_STATED EXERCISE A_
Write out the part of the writers' tools post from "I don’t really" to "shapes and sizes.".
_STATED EXERCISE B_
In the writers' tools post, what did the cat named Daisy once eat?
_STATED EXERCISE C_
Carry on the post about writers' tools from the point where it ends.

_PAGE_
▬▬▬▬▬▬▬▬▬▬
This month on Writers Ask Writers, we’re talking tools of the writer’s trade, and I’m delighted to welcome our special guest, Melbourne crime writer Angela Savage. I’ve just read the first in Angela’s Jane Keeney PI series (Behind the Night Bazaar), set in Chiang Mai, and can’t wait to read the rest (The Half-Child and The Dying Beach).
I don’t really think myself as having ‘tools of trade’, although I have a studio full of ‘stuff’ that probably qualifies. Here’s a random selection:
Reference books: shelves and shelves of them, accumulated over three decades of work as a book editor—many, perhaps most, of them pre-dating the internet.
Stationery: I couldn’t get by without my post-it notes, markers in every colour, and more pens and pencils than the average person would use in a lifetime. My late Burmese cat, Daisy, once famously ate all the post-it notes off the side of a manuscript, which is why her successor is not allowed on the desk!
Notebooks: ordinary A4 or foolscap lined lecture books, plus travel journals in all shapes and sizes.
Talismans: because I am open to the idea of good luck (not bad).
Manila folders: possibly half the world’s supply, and yes, I know what’s in most of them, although on occasion I’ve been surprised.
Tea: I drink copious volumes every day, at least partially as part of the creative process (time out).
Heavy-duty airconditioner: because I live in Perth!
Technology: I love my MacBook Pro—I’ve been using Macs since Macs began—and I work with Microsoft Word and the Macquarie Online dictionary.
▬▬▬▬▬▬▬▬▬▬
_DATA EXTRACT_
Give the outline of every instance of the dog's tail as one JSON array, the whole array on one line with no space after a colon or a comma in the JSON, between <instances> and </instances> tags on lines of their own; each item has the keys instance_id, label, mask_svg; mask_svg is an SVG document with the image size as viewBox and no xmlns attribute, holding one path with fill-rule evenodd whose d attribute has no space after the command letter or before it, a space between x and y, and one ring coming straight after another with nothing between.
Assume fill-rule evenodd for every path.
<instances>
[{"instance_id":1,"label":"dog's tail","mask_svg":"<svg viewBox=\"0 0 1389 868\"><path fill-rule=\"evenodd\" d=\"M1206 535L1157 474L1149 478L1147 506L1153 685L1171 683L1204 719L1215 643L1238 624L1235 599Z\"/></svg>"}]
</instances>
▬▬▬▬▬▬▬▬▬▬
_EXERCISE OUTPUT A_
I don’t really think myself as having ‘tools of trade’, although I have a studio full of ‘stuff’ that probably qualifies. Here’s a random selection:
Reference books: shelves and shelves of them, accumulated over three decades of work as a book editor—many, perhaps most, of them pre-dating the internet.
Stationery: I couldn’t get by without my post-it notes, markers in every colour, and more pens and pencils than the average person would use in a lifetime. My late Burmese cat, Daisy, once famously ate all the post-it notes off the side of a manuscript, which is why her successor is not allowed on the desk!
Notebooks: ordinary A4 or foolscap lined lecture books, plus travel journals in all shapes and sizes.

_EXERCISE OUTPUT B_
All the post-it notes off the side of a manuscript.

_EXERCISE OUTPUT C_
That list only scratches the surface, and it excludes all the pinup boards, archive boxes and research books specific to each of my books. It also excludes these:
because I’ve given them up. Honest.
Here are the links to posts by the other writers, who all have interesting things to say about their tools of trade.
Angela Savage: ‘I love Chinese-made notebooks with nonsensical English phrases on the cover like “Health is the things that makes you feel that now is the best time of the year”…’—Read more here
Annabel Smith: ‘I make notes with a pencil and am especially fond of the ones made out of recycled Chinese newspapers—they are beautifully smooth—and sustainable—what more could a gal want?’—Read more here
Natasha Lester: ‘[Scrivener] is a note-taker, a word-processor, a scene organiser, a research collector, an organiser, a motivator; in short, it’s a miracle.’—Read more here
Sara Foster: ‘I like perforated notebooks so I can tear out pages and collate them properly. I save the pretty notebooks for diaries instead.’—Read more here
Emma Chapman: ‘I made myself a crucial “inspiration board” to remind myself that this process isn’t always easy, but that the most important thing is to keep going.’—Read more here
Dawn Barker: ‘If I write in the morning, a strong flat white. If I write in the evening once the children have fallen asleep, a big glass of wine.’—Read more here
What are your idiosyncrasies when it comes to tools of trade?
33 responses to “Writers ask writers: tools of the trade”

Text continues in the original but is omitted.